# [Task directions]
Search the records for the string "locate", then copy each line that has it.

# [Listed records]
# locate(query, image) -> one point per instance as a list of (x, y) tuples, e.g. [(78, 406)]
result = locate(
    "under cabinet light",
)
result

# [Expected answer]
# locate(query, image) -> one point per instance as a list of (x, y) tuples, e.g. [(78, 406)]
result = locate(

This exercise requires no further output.